### Task prompt
Both the line below containing "Query: brown hair" and the line containing "Query: blue flower ring stone", along with every line between them, should be repeated exactly; no other line belongs in the answer.

### The input

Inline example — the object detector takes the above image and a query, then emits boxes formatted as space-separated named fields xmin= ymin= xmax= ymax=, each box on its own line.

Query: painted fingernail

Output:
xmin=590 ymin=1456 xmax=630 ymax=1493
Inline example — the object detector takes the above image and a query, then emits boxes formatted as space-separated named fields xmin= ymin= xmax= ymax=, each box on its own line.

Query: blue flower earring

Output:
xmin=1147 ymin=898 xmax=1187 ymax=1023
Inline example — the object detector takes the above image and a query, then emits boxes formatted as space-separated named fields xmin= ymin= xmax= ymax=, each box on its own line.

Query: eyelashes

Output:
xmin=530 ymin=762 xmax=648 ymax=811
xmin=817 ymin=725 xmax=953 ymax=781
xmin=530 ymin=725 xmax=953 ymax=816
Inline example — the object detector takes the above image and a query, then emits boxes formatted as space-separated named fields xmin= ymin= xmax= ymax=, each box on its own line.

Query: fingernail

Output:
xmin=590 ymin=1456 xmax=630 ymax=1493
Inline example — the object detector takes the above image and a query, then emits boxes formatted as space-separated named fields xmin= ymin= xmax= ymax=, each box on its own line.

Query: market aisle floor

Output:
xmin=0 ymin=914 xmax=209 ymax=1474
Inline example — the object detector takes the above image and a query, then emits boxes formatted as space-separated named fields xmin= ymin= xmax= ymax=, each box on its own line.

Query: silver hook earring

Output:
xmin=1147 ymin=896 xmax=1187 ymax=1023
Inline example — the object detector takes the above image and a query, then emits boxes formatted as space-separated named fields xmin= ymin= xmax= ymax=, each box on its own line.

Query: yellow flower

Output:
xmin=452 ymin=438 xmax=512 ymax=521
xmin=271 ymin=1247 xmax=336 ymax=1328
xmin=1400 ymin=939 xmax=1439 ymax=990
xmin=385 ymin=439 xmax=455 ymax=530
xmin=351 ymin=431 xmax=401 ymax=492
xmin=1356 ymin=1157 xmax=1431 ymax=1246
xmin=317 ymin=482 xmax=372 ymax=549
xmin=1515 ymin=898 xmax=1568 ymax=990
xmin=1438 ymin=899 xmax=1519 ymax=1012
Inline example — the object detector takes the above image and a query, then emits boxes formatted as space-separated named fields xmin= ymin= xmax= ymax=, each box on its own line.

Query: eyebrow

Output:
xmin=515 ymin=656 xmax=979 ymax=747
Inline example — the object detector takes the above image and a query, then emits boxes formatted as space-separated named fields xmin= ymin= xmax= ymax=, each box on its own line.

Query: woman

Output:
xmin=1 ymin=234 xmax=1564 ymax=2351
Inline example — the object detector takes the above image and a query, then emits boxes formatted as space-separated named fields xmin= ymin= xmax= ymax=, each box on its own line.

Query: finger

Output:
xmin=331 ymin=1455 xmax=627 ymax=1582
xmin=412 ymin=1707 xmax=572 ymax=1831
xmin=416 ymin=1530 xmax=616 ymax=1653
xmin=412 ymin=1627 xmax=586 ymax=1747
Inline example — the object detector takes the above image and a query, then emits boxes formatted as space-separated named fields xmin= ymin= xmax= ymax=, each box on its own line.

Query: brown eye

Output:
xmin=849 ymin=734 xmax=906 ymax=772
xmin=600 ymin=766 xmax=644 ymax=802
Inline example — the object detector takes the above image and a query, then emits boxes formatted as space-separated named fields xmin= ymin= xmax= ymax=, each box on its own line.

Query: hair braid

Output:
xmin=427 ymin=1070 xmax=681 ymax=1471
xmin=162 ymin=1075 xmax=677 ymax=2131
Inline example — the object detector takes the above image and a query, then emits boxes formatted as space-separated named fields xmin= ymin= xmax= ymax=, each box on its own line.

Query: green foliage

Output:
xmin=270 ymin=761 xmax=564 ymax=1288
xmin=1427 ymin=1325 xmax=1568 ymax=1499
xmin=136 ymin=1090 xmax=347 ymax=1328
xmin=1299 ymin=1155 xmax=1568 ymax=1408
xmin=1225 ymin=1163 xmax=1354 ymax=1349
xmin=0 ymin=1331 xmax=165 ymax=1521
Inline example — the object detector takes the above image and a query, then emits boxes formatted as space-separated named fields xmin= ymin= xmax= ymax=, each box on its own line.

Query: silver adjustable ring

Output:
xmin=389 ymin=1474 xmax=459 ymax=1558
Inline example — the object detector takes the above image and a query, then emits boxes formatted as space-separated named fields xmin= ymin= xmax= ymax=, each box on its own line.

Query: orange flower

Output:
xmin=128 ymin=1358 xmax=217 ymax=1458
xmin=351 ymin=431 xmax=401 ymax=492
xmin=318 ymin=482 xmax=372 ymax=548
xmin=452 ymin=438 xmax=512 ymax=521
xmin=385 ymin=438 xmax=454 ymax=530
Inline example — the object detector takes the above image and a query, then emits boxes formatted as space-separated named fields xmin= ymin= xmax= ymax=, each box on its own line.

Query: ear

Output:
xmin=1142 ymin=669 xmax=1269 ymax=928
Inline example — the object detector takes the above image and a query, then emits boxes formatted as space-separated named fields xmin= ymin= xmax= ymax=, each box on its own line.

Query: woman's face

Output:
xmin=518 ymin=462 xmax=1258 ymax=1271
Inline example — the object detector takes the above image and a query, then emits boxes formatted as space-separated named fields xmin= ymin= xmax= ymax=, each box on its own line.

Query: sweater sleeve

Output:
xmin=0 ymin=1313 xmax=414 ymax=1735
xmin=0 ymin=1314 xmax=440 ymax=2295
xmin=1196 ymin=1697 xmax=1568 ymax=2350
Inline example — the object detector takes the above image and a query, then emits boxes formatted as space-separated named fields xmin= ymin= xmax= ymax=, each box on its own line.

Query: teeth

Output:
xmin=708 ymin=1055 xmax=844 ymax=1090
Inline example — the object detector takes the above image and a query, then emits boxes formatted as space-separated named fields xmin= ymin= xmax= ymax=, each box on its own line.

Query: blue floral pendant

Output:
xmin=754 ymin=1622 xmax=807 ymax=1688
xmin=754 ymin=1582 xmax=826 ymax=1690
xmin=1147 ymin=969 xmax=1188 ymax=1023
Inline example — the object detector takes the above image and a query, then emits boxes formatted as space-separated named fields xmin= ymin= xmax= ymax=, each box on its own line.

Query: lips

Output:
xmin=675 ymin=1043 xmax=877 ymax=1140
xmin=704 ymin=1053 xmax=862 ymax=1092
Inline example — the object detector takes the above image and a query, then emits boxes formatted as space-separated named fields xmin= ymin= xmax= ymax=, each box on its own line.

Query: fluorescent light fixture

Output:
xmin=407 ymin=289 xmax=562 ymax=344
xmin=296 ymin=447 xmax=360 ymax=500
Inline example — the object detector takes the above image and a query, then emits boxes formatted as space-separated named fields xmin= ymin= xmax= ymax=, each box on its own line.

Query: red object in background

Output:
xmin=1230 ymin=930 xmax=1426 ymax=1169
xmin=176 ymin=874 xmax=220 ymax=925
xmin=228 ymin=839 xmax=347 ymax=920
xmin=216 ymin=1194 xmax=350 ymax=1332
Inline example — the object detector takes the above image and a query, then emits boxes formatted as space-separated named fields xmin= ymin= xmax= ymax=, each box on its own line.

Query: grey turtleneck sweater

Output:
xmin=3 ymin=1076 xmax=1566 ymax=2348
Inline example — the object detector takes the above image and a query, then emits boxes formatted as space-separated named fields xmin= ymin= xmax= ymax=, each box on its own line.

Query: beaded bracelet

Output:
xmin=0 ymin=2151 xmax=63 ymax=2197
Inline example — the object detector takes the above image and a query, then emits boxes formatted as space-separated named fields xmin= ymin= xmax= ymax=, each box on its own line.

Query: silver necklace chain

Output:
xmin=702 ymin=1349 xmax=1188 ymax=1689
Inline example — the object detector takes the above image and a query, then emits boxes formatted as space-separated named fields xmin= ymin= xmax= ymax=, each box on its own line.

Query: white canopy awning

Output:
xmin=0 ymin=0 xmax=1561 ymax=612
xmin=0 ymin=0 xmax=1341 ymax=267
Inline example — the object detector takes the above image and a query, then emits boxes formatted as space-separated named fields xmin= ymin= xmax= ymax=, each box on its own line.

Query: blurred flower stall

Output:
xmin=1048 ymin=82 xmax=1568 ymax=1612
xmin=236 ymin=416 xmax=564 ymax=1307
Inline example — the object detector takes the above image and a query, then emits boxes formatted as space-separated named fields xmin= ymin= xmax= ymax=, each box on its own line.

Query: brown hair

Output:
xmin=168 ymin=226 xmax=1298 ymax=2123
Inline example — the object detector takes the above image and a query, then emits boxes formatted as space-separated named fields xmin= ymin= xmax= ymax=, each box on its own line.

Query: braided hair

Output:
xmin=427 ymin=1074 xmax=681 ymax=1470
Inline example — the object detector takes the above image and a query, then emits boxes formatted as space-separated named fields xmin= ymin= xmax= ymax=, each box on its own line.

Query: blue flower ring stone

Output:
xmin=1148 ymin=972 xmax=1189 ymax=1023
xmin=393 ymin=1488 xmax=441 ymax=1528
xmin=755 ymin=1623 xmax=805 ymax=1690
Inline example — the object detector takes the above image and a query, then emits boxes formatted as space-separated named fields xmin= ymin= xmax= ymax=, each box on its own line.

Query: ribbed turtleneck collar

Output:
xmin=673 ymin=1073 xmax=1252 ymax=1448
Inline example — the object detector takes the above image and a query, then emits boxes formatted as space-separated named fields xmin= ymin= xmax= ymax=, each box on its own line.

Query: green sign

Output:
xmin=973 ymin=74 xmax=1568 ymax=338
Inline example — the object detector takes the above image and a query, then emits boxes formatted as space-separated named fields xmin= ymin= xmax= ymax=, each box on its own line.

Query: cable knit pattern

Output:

### Response to the task
Query: brown hair

Output:
xmin=168 ymin=226 xmax=1298 ymax=2123
Inline example — the object detector takes the above image and a query, then emits boxes formatted as space-separated named fields xmin= ymin= xmax= ymax=, each box on its own line.

Query: braided hair

Output:
xmin=427 ymin=1074 xmax=681 ymax=1470
Inline example — the object detector takes the above image and a query, then emits boxes formatted as space-separated named fields xmin= ymin= xmax= ymax=, each box on its own line.

Query: blue flower ring stone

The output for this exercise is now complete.